# Set exercise
Reproduce as a numbered list, with blank lines omitted, only the lines that begin at the line containing "the club shaft" and continue through the final line of the items.
Begin Extracted entries
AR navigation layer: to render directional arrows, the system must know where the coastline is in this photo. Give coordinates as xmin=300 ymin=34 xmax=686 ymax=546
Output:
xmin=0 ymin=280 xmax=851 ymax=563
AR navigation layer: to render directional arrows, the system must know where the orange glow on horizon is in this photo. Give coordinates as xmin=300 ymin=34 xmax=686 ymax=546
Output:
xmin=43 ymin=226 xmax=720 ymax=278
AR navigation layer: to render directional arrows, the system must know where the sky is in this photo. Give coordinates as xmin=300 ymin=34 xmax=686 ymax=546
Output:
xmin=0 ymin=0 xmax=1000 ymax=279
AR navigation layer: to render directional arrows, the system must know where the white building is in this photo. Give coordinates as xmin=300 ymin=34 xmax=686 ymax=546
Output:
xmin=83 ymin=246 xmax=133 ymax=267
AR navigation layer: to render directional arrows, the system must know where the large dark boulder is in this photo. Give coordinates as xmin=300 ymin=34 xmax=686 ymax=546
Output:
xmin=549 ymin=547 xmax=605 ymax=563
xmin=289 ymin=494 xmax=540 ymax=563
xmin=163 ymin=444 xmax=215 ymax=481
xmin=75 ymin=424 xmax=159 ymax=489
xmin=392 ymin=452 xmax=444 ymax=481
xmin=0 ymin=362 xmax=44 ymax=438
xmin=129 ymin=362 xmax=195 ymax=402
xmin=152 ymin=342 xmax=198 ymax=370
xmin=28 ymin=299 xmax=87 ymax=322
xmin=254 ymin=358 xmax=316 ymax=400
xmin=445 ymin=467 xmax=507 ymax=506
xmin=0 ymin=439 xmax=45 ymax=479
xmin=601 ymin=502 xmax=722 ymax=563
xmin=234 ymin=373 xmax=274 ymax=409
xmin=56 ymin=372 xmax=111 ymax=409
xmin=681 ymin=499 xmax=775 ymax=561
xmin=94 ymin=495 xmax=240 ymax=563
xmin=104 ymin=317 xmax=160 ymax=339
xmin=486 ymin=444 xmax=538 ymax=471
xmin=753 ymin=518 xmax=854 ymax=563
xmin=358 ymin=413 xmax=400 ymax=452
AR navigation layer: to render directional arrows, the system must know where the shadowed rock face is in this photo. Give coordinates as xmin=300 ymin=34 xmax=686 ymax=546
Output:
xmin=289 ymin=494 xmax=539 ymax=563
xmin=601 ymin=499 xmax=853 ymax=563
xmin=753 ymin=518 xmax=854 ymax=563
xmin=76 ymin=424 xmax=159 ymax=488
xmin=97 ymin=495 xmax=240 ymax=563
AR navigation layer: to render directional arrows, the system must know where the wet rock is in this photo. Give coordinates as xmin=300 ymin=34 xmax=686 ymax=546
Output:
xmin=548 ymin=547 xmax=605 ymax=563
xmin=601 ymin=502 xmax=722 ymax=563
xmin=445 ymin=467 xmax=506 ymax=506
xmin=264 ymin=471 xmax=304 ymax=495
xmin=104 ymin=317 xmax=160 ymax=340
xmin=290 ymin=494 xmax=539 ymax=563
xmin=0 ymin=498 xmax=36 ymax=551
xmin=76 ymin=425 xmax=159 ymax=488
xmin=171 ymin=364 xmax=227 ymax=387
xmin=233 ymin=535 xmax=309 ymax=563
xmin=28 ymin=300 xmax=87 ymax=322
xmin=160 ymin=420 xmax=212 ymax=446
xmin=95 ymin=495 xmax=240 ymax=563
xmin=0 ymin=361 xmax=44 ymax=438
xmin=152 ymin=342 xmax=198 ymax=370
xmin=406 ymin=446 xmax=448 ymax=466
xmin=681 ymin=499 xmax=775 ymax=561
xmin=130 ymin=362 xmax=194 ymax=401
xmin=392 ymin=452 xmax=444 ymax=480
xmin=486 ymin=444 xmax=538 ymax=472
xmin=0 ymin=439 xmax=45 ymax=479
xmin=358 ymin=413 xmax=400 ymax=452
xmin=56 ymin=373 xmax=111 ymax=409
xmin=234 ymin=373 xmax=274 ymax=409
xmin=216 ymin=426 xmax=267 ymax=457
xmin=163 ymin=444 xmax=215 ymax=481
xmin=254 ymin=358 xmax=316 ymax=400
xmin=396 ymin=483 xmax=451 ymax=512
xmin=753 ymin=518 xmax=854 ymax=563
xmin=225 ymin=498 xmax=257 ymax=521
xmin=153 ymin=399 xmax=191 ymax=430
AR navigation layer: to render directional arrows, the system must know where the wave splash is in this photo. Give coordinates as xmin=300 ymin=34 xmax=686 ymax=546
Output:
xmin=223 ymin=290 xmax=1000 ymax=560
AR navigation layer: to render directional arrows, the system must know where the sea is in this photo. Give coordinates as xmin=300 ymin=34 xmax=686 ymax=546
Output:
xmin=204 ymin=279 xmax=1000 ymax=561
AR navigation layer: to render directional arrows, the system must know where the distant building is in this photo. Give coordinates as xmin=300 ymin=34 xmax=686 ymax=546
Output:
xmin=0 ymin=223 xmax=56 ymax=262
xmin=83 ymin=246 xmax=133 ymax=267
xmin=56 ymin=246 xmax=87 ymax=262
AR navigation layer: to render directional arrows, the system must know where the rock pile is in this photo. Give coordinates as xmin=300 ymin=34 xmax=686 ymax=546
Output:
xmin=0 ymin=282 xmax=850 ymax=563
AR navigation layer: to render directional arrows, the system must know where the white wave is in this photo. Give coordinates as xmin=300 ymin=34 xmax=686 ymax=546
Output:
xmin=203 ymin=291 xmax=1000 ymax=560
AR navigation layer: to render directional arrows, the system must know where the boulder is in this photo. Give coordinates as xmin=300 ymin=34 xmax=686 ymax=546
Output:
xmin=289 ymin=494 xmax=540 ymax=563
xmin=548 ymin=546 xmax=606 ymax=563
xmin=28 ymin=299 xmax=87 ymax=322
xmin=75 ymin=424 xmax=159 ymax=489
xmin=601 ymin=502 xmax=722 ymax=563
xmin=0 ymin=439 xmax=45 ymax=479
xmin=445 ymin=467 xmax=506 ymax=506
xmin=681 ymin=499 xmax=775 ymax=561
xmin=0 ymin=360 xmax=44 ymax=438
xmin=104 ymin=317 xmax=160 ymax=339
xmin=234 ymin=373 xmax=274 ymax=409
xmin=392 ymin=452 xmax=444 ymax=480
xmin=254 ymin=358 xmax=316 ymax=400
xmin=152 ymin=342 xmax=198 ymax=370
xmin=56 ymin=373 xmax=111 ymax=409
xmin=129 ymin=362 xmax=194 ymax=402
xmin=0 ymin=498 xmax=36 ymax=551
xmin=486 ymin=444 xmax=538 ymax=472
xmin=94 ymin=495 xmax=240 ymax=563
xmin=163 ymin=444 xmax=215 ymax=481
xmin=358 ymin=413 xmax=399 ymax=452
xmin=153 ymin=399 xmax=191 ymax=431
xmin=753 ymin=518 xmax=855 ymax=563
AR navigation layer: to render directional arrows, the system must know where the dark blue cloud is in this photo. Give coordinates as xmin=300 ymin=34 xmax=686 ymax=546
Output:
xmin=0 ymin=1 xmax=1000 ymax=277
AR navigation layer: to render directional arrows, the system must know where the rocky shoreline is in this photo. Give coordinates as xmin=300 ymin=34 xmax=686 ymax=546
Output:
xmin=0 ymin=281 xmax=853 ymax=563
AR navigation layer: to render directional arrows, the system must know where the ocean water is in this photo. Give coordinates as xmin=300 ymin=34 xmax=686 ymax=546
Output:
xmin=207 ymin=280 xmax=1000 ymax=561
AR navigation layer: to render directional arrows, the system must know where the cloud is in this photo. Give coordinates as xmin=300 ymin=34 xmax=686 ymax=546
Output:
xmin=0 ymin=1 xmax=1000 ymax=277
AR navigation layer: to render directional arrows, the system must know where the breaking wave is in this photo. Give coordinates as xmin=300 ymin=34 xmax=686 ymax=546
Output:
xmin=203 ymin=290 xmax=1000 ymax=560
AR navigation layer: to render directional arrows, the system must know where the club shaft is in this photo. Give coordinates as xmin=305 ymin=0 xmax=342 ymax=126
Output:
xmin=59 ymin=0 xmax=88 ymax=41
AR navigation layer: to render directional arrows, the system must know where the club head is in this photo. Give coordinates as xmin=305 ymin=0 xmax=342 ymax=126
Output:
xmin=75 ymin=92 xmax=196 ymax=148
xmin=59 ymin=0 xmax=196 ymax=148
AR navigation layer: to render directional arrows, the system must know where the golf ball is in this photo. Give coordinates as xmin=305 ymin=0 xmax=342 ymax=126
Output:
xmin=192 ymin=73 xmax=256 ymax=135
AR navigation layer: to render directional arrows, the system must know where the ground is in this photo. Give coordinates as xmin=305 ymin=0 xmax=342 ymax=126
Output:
End Extracted entries
# Correct result
1. AR navigation layer: to render directional arrows, the system must know where the club shaft is in this photo. Give coordinates as xmin=305 ymin=0 xmax=342 ymax=126
2. Output:
3. xmin=59 ymin=0 xmax=88 ymax=41
4. AR navigation layer: to render directional arrows, the system must know where the club head is in this photo. Give coordinates as xmin=305 ymin=0 xmax=342 ymax=126
5. Output:
6. xmin=75 ymin=92 xmax=196 ymax=148
7. xmin=59 ymin=0 xmax=196 ymax=148
8. AR navigation layer: to render directional arrows, the system must know where the golf ball is in this photo. Give coordinates as xmin=305 ymin=0 xmax=342 ymax=126
9. Output:
10. xmin=192 ymin=73 xmax=256 ymax=135
11. AR navigation layer: to render directional arrows, the system must know where the ground is in this photo. Give coordinates as xmin=305 ymin=0 xmax=342 ymax=126
12. Output:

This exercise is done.